Pollard’s case is not before the courts. Even though the merits of his case have never been heard in a court of law, all his legal remedies have been exhausted.
The US Constitution grants the president nearly unlimited powers of clemency, specifically for cases like this, where the justice system cannot or will not correct itself.
While the president is free to consult with the justice system or the White House counsel, who receives recommendations from the US pardon attorney, he is under no obligation to do so.
The Office of the Pardon Attorney in the Justice Department was created to assist the president with the sheer volume of work done in investigating and making recommendations for clemency, but the president is neither bound by nor limited by the office’s work. He does not require the pardon attorney’s or the White House counsel’s recommendations, and he does not have to follow any prescribed routine or investigation.
Bill Clinton’s tenure is a case study in the unlimited power to grant clemency. Some of the more extreme examples include the pardons Clinton gave international commodities trader and indicted tax evader Marc Rich and to 16 members of FALN, a Puerto Rican nationalist group responsible for 130 bombings in the US in the late 1970s and early 1980s.
Given that the US justice system has not given Pollard a proper forum and no more legal remedies exist, his attorneys filed an appeal for clemency with President Barack Obama in October 2010. Although the formal filing by the attorneys was done via the pardon attorney, it was addressed to the only person who can grant clemency to a prisoner: Obama himself.
In other words, Pollard’s case is now formally awaiting the decision of Obama, and no one else. His case is officially before the president and has been since October.
When Prime Minister Binyamin Netanyahu and President Shimon Peres made their official requests for Pollard’s release, they made it directly to the president and not to the pardon attorney or the White House counsel.
Netanyahu and Peres await a response from Obama, not from the American legal system.

**GIVEN PROBLEM:** Continue the passage about Pollard's clemency appeal from the point where it ends.

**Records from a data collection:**

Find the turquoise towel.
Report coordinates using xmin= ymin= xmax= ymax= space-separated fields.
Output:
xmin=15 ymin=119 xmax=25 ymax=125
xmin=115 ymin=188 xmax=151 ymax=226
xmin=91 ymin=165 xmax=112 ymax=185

**OUTPUT FOR THIS EXERCISE:**
Similarly, all of the high-ranking American officials from former CIA director James Woolsey, to former secretaries of state George Schultz and Henry Kissinger, to former US attorney-general Michael Mukasey have appealed for clemency for Pollard in the form of commutation of his sentence to time served directly to the president, not the Justice Department.
To sum things up: Jonathan’s fate is squarely in the hands of Obama. The legal system is no longer relevant, so anyone who points to it as being responsible for responding to requests for clemency for Pollard is misleading Israelis.
Normally, ambassadors can be excused for missteps because they are functionaries who aren’t particularly close to decision-makers. This may have been the case with Shapiro’s predecessor, James Cunningham, who blamed the decision not to permit Pollard to attend his father’s funeral on the American justice system, even though US officials said Cunningham had been consulted on the matter.
This may also be true regarding Cunningham’s predecessor, Richard Jones, who had to apologize for telling an audience at Bar-Ilan University in May 2007: “The fact that he wasn’t executed is the mercy that Jonathan Pollard will receive.”
But Shapiro is different. His status as the president’s most trusted adviser on the Middle East predates Obama’s election. As an expert on US-Israel relations, he should know better.
He started off on the wrong foot.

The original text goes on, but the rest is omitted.